To be done »
1. How long is the exam period, according to the exam preparation guide?
2. Can you pick up the exam preparation guide after its last sentence and carry it on?

Text to read »
SIMS 202 Information Organization and Retrieval 

Final Exam Preparation Guide, Fall 2003

The SIMS 202 final exam will take place Friday December 8 from 9:30am-12:30pm in 202 South Hall.  This will be an open-book, open-note and open-computer exam, you may use your own laptop, or one of the machines in the computer lab. You can also
write the exam by hand if you wish, so please bring your own pen/pencils (It's OK if your handwriting isn't great). We'll supply the paper as part of the exam itself. Each person will work individually. The exam period is three hours; we'll try to design it to require less than 2.5 hours, but be prepared to work quickly. If you use the network -accessed material for any part of the exam be sure to cite your sources.

The exam is comprehensive, meaning it will cover both parts of the class. However, the emphasis will be on materials covered in the second half of the course.

Extracted data »
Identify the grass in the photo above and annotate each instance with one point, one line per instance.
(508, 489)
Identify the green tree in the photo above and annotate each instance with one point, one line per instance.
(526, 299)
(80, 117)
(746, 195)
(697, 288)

Expected outputs »
1. Three hours.

2.
Each question will be worth an indicated number of points. Partial credit will be awarded. In your answers, please balance conciseness with illustration of all of the requested information. (In other words, don't write a lot of things that aren't asked for, but try to address all of what is asked for.)

To study for the exam,

  • Be sure you understand the material that was covered in lecture and have read and absorbed the corresponding material in the readings.
  • Be sure you can do activities similar to what was done in the homework assignments.
  • We will have questions that require you to generalize from what you've learned and synthesize ideas. So be sure you have thought about the ideas covered in lecture, readings, and homework assignments.

These ideas and abilities should be at your fingertips. There won't be time during the exam to do a lot of catch-up reading on topics you haven't studied.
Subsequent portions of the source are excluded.